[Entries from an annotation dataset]
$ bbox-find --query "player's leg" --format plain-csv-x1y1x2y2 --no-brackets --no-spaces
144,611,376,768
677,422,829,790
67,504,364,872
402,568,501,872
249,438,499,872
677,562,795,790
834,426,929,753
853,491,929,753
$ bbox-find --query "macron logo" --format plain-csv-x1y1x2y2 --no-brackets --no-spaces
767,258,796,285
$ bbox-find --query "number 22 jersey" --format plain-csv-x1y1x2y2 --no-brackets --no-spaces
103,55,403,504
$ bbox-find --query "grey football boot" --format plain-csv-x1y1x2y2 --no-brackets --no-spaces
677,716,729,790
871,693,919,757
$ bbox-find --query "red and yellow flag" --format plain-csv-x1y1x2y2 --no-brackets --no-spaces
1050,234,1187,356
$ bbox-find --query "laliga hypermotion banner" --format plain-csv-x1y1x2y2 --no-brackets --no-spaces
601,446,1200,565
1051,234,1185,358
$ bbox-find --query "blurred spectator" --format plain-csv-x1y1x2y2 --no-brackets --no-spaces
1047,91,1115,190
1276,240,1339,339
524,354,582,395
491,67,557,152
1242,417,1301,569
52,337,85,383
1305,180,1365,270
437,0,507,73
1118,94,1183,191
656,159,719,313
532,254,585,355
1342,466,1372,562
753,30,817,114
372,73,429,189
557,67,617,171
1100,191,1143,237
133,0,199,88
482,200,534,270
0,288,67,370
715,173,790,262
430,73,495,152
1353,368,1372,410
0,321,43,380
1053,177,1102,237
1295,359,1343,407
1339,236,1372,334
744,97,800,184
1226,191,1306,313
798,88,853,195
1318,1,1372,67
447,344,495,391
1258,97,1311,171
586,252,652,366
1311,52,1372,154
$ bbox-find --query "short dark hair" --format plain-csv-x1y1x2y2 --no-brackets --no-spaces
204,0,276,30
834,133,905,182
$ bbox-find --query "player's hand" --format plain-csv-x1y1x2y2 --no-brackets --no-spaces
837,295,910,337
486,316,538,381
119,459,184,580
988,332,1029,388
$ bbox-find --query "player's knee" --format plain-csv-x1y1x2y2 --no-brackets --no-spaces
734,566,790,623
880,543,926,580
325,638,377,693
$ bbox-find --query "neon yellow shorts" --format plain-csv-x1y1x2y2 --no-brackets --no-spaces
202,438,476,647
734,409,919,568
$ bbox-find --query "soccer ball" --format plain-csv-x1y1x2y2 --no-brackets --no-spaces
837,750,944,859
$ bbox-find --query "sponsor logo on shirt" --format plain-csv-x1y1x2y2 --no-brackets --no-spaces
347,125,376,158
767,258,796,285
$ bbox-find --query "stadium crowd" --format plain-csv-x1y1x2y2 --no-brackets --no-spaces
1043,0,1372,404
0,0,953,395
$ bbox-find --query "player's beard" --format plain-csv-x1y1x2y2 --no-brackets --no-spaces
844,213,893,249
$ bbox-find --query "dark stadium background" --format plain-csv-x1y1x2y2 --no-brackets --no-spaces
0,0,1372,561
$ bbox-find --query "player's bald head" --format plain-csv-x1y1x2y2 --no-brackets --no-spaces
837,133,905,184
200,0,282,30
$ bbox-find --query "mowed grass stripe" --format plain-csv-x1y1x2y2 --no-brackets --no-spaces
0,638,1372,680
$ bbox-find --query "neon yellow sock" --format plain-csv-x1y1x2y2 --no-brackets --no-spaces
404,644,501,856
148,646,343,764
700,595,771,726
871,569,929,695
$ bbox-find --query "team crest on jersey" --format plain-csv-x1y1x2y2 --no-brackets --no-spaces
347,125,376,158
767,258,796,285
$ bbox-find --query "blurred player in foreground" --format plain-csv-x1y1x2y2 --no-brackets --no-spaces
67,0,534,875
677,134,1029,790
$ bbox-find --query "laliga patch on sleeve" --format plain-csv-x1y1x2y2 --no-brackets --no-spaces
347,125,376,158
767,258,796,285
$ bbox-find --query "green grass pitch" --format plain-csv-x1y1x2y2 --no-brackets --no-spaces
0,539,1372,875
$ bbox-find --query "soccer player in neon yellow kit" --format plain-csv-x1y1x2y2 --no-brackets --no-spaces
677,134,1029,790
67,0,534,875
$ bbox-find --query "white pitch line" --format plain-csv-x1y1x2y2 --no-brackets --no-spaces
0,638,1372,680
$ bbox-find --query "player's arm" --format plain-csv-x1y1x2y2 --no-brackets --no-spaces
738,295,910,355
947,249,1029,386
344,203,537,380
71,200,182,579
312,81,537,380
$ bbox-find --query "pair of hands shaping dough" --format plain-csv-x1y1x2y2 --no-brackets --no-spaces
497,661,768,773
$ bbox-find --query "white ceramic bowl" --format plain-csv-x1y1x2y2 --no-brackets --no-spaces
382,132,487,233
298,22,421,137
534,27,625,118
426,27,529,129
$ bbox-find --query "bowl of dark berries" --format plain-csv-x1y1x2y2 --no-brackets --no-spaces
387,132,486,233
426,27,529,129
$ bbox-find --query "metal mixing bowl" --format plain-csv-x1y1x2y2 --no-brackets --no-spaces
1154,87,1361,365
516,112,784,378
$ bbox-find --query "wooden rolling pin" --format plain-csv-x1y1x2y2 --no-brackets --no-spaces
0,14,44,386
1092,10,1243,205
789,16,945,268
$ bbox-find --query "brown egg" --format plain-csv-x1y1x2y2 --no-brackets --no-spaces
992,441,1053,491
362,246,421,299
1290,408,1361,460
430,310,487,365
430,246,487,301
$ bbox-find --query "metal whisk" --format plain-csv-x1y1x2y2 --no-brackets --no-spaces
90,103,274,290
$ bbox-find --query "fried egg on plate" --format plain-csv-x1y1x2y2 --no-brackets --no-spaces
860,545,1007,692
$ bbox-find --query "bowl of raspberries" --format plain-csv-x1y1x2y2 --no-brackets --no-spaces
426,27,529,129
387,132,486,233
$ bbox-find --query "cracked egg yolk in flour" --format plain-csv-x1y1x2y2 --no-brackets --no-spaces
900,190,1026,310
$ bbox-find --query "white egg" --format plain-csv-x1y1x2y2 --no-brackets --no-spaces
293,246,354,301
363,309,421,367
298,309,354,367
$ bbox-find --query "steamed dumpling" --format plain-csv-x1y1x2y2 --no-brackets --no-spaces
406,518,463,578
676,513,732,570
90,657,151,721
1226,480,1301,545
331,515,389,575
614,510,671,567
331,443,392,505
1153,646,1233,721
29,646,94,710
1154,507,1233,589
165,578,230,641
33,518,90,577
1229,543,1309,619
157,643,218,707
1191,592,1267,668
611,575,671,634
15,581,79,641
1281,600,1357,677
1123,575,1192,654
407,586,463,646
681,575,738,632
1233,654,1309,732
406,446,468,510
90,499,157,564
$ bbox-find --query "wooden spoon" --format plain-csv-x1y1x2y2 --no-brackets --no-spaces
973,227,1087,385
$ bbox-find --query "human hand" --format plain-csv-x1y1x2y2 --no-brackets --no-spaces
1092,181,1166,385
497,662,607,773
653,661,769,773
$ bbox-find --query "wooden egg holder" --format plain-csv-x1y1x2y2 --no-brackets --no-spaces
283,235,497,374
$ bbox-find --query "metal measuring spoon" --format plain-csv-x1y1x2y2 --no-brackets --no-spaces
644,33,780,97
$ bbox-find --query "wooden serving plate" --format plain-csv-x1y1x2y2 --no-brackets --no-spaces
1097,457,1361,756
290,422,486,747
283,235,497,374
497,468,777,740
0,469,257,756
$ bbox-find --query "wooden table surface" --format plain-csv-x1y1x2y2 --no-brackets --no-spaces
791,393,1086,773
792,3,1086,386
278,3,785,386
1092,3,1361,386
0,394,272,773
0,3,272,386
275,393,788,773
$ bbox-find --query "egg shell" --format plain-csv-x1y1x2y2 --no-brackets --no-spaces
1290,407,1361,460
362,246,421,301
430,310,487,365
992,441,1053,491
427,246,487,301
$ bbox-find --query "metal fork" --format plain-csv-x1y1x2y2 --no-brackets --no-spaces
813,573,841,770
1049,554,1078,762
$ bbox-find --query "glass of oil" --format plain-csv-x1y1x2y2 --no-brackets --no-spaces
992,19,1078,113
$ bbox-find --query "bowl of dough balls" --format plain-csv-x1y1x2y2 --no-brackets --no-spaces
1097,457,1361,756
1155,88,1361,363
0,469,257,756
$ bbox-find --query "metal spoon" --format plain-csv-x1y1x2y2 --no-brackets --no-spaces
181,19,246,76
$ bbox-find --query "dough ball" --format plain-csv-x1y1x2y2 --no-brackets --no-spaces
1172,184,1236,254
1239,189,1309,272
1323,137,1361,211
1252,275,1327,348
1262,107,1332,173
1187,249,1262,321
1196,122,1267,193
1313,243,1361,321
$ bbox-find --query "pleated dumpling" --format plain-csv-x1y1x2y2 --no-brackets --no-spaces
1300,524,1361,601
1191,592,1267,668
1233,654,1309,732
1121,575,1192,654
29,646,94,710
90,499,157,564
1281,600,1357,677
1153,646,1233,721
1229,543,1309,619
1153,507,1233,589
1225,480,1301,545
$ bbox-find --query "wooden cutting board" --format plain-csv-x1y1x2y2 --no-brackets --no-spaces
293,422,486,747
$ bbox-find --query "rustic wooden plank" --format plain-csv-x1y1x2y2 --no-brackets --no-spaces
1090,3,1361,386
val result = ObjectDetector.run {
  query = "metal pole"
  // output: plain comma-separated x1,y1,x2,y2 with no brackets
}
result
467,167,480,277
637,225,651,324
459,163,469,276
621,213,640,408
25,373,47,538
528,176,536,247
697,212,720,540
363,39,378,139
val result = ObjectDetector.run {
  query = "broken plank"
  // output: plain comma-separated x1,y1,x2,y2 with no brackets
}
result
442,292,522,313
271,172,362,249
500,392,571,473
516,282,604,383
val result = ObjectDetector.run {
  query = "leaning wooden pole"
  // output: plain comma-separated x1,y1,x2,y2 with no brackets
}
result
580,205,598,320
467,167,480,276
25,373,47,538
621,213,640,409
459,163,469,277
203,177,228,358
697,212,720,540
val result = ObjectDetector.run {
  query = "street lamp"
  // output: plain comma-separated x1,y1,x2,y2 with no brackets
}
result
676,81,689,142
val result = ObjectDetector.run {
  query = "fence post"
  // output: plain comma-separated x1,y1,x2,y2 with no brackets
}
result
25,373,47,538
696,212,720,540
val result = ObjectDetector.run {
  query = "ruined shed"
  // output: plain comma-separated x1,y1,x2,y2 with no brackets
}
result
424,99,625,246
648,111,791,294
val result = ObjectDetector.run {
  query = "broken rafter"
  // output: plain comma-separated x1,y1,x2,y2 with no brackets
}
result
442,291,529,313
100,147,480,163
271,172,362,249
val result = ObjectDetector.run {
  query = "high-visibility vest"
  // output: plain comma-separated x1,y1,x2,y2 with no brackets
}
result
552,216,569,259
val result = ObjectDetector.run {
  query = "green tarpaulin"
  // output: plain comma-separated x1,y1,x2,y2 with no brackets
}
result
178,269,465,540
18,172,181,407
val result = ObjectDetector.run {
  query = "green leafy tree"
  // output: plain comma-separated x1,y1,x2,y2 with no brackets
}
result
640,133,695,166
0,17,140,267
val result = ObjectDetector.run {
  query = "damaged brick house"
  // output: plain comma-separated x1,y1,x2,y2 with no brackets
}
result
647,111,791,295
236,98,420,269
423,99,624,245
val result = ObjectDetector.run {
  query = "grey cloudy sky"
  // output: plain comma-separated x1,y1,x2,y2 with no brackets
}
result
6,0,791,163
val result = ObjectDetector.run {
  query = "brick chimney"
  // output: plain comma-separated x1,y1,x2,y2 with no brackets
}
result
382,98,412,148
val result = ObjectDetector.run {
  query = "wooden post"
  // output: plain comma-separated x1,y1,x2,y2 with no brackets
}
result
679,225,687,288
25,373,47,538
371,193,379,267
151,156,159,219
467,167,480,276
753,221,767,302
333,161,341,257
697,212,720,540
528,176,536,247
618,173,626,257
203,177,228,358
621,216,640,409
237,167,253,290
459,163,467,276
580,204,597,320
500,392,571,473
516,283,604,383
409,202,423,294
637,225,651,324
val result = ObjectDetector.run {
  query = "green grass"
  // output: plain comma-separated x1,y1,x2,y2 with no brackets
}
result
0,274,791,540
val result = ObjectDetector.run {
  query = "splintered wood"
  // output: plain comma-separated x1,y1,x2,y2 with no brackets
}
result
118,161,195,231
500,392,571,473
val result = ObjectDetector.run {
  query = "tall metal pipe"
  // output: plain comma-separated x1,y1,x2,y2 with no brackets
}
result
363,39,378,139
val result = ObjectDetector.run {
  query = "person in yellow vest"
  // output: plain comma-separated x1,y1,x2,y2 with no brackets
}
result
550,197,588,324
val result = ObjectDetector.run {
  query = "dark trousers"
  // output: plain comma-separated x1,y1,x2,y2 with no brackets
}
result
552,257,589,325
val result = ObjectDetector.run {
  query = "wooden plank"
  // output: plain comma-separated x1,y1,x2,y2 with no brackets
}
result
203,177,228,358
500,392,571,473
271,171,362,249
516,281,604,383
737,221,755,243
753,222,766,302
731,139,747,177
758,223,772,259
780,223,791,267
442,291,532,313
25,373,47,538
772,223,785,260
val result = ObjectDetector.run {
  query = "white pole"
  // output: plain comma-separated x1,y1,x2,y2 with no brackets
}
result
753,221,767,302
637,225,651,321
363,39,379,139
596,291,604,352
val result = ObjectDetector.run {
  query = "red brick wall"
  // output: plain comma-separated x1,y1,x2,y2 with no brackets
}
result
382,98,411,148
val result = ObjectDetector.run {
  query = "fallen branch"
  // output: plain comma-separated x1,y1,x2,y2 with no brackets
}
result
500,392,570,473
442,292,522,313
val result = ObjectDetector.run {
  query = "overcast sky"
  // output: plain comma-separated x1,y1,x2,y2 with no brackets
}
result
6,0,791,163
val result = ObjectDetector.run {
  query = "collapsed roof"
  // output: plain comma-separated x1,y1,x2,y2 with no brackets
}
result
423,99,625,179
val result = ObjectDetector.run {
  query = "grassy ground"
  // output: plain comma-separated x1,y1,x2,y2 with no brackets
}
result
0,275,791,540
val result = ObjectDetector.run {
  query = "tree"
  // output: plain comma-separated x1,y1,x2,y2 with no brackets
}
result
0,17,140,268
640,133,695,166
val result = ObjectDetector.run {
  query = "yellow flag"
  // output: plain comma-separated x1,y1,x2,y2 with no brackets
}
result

**EXERCISE INSTRUCTIONS**
Count the lines in the entries above that contain the string "broken". Reply with the number alone.

**SOLUTION TO THIS PROBLEM**
2